Reproduce all entries precisely as they are written.

◆ STORED DATA ◆
***

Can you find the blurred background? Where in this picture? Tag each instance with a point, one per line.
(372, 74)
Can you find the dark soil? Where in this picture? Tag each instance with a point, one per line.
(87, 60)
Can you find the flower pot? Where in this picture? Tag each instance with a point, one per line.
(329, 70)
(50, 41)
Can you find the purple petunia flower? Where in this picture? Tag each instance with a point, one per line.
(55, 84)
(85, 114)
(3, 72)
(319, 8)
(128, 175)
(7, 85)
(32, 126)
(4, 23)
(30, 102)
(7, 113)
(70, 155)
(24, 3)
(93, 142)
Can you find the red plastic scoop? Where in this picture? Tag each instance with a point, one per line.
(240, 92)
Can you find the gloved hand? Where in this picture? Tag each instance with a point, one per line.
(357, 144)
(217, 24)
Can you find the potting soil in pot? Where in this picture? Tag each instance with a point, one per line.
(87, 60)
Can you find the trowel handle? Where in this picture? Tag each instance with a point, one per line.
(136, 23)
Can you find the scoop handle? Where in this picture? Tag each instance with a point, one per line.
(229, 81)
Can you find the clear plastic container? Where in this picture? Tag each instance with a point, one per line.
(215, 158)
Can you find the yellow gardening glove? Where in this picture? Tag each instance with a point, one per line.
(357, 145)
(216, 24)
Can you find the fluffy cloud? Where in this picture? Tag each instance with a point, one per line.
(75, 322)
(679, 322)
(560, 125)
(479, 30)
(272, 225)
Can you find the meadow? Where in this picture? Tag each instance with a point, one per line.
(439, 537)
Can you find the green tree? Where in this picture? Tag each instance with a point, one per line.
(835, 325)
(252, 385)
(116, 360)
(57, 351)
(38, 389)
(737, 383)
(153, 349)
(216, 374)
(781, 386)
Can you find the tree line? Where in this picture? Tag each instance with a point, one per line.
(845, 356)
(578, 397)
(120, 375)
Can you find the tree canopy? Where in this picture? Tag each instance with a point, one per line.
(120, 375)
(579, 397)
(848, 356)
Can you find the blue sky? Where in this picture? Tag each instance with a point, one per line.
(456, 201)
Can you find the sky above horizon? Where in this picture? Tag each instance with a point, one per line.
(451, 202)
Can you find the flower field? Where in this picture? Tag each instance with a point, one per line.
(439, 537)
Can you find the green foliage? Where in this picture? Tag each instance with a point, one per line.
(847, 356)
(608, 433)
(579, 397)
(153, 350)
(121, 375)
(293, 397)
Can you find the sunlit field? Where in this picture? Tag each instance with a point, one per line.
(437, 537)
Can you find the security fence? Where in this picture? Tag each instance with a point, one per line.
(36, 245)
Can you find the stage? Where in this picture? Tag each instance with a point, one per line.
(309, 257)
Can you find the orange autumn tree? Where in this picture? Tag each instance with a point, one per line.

***

◆ ANSWER TO THE EXERCISE ◆
Can you find the blurred background? Where in this picture? Tag each instance with a point, one per line.
(372, 74)
Can you find the dark soil? Where in this picture? Tag each instance with a point, one per line.
(87, 60)
Can you find the flower pot? Where in this picture? Tag each instance with a point, one per line.
(329, 70)
(50, 41)
Can you find the purple petunia flower? Where in this picture? Tag each instance with a point, one per line.
(55, 84)
(85, 114)
(3, 72)
(319, 8)
(128, 175)
(7, 85)
(32, 126)
(4, 23)
(30, 102)
(7, 113)
(70, 155)
(24, 3)
(93, 142)
Can you find the red plastic scoop? Where in this picture? Tag each instance with a point, one per line.
(240, 92)
Can you find the gloved hand? Where in this picture? Tag each instance with a point, one per line.
(357, 144)
(217, 24)
Can you find the potting soil in pot? Where in this picture? Tag each instance with a point, one per line.
(87, 60)
Can you find the trowel handle? Where in this picture? Tag each instance with a point, one per line.
(136, 23)
Can you find the scoop handle? Where in this picture? Tag each instance with a point, one per line.
(229, 81)
Can you find the clear plastic container? Where in this picture? Tag each instance with a point, one per line.
(215, 158)
Can you find the yellow gardening glove? Where in this picture? Tag each instance with a point, one per line.
(357, 145)
(216, 24)
Can you find the fluffy cloud? Where in this picture? Tag each instance with a point, one per line.
(75, 322)
(679, 322)
(560, 125)
(479, 30)
(272, 225)
Can you find the meadow? Where in this picture? Tag each instance with a point, one per line.
(439, 537)
Can you find the green tree? Where in this picture? Tag each instance with a point, one per line.
(835, 325)
(252, 385)
(116, 360)
(57, 351)
(38, 389)
(737, 383)
(153, 349)
(216, 374)
(781, 386)
Can you find the tree line? Where in this picture? Tag each instance with a point, one per line.
(845, 356)
(578, 397)
(120, 375)
Can you find the tree canopy? Where in this picture? Tag each instance with a point, one per line.
(120, 375)
(579, 397)
(848, 356)
Can you find the blue sky? Where in this picture? Tag each instance with a point, one per line.
(456, 201)
Can you find the sky above horizon? Where in this picture? Tag each instance with a point, one per line.
(451, 202)
Can you find the flower field? Where in this picture? Tag each instance with a point, one per line.
(439, 537)
Can you find the green foliage? Where in this picture? Tag each instance with a point, one per line.
(847, 356)
(608, 433)
(579, 397)
(153, 350)
(121, 375)
(293, 397)
Can you find the sunlit field? Where in this picture? Tag each instance with a point, one per line.
(437, 537)
Can you find the security fence? Where in this picture? Tag each instance with a point, one per line.
(36, 245)
Can you find the stage? Where in this picture? Tag each instance with a point, one per line.
(309, 257)
Can you find the orange autumn tree? Where in this picture? Tag each instance with a point, one per line.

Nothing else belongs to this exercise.